** Start **

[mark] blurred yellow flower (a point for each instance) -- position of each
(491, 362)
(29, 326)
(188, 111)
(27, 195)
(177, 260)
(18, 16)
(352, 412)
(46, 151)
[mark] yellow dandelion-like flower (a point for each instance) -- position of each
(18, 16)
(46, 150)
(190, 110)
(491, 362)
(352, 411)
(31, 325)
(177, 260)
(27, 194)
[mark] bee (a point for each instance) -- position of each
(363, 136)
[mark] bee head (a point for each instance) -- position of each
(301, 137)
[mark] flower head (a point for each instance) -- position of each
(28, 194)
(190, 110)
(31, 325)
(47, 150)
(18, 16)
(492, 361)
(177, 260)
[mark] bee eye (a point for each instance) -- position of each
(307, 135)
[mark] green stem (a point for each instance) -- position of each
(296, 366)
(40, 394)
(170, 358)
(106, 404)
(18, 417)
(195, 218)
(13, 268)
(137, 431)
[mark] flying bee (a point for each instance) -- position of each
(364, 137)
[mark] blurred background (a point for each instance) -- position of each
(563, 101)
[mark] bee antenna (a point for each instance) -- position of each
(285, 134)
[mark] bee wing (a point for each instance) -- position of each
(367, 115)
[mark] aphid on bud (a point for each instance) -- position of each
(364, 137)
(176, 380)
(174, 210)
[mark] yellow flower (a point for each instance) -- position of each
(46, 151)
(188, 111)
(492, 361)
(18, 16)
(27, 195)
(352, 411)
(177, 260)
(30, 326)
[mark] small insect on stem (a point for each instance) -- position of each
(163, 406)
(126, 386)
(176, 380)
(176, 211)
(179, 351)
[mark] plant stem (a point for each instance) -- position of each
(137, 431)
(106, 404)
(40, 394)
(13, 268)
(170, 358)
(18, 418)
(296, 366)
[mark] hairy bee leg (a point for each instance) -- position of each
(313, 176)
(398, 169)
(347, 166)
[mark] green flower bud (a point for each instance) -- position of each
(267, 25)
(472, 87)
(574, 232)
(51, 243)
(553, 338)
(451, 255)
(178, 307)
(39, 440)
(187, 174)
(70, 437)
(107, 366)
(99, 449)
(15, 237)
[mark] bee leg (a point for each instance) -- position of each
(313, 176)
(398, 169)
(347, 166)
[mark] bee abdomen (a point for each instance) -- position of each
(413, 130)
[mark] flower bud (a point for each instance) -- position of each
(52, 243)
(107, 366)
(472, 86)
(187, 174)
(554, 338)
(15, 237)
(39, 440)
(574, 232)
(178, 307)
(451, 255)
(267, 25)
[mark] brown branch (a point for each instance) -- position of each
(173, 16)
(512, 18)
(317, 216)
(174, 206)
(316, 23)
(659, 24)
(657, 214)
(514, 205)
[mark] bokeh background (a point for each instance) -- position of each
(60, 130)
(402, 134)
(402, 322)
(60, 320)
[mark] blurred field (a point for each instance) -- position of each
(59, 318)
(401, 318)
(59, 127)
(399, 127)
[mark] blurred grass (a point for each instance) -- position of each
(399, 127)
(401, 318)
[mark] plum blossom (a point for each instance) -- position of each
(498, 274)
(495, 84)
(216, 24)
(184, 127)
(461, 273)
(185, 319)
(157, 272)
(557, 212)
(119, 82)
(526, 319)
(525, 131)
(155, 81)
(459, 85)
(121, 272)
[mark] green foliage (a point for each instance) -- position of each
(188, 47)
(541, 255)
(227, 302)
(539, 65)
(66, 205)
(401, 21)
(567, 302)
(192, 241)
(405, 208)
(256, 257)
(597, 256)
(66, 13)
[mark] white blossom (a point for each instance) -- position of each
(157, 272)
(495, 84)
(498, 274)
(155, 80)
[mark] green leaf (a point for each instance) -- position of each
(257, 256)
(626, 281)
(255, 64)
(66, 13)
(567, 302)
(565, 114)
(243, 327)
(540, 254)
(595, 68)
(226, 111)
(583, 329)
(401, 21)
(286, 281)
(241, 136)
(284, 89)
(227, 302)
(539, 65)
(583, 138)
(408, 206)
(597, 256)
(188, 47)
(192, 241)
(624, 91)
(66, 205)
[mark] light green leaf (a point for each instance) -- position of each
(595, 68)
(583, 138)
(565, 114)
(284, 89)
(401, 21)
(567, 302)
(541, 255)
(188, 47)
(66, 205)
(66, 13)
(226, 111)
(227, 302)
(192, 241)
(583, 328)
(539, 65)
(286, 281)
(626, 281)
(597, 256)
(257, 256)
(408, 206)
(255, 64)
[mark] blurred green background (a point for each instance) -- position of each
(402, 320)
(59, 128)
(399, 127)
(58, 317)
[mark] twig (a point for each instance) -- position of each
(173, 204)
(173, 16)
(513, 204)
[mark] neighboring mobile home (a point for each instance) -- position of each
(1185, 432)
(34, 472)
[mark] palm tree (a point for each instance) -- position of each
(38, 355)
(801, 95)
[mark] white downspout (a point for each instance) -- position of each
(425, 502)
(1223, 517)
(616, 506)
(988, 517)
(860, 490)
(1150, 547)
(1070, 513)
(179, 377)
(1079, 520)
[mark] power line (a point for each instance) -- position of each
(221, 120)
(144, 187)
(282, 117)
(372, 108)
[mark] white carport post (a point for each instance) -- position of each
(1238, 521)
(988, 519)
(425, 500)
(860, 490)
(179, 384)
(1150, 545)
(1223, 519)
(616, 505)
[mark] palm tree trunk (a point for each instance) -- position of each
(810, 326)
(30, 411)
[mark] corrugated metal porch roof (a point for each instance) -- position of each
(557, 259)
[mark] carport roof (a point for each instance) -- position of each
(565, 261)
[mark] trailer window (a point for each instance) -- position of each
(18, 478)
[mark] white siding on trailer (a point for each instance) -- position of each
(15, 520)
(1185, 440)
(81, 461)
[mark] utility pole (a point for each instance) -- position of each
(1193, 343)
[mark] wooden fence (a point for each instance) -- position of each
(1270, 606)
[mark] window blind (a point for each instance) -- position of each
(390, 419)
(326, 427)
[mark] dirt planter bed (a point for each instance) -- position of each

** End **

Rewrite the part of the records that opens with the line containing "[mark] palm tree trunk" and closes with the line containing "(1270, 606)", replacing "trailer" with "camper" and leaving everything else unchanged. Give only those lines.

# FINISHED ANSWER
[mark] palm tree trunk (a point for each instance) -- position of each
(810, 326)
(30, 411)
[mark] corrugated metal porch roof (a point for each instance) -- position of each
(557, 259)
[mark] carport roof (a point for each instance) -- position of each
(565, 261)
[mark] camper window (a point for each instance) -- position of each
(18, 478)
[mark] white siding on camper (a point for each instance) -- position of each
(15, 520)
(1185, 440)
(81, 461)
[mark] utility pole (a point for each instance) -- position of each
(1193, 343)
[mark] wooden fence (a point for each instance) -- position of each
(1270, 606)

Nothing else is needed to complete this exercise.